▸ **What to do**
Update the records below by changing each "pixel coordinates" to "point coordinates" and leaving everything else as it is.

▸ **Information supplied**

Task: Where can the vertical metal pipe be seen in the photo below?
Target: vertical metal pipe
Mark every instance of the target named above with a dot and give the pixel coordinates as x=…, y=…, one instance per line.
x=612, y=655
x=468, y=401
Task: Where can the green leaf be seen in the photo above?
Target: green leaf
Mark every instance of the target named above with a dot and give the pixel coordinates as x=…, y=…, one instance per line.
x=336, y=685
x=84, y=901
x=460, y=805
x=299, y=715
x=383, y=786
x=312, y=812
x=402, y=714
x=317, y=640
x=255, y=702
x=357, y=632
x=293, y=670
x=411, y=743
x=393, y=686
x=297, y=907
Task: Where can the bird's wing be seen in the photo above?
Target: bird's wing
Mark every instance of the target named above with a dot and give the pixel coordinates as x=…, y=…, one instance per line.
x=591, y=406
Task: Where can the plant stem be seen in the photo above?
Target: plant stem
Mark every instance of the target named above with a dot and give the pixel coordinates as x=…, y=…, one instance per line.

▸ **Solution to this exercise**
Task: Where can the vertical metal pipe be seen in the photo below?
Target: vertical metal pipe
Mark every instance of the target named above with a dot and give the point coordinates as x=…, y=…, one instance per line.
x=612, y=655
x=468, y=401
Task: Where can the green leaf be seen in the photo above?
Target: green leaf
Mark every instance of the target named above with a dot and give the point coordinates as x=…, y=…, one instance per line.
x=336, y=685
x=84, y=901
x=460, y=805
x=299, y=715
x=383, y=786
x=312, y=812
x=402, y=714
x=317, y=640
x=255, y=702
x=357, y=632
x=293, y=670
x=411, y=743
x=393, y=686
x=297, y=907
Task: Where can the bird's wing be seen in the photo above?
Target: bird's wing
Mark every instance of the target named above with a dot and give the point coordinates as x=…, y=…, one instance per line.
x=591, y=406
Task: Where can the plant stem be seen in the photo above?
Target: plant stem
Mark every instance of the target named above with a dot and give the point coordinates as x=…, y=…, one instance per line.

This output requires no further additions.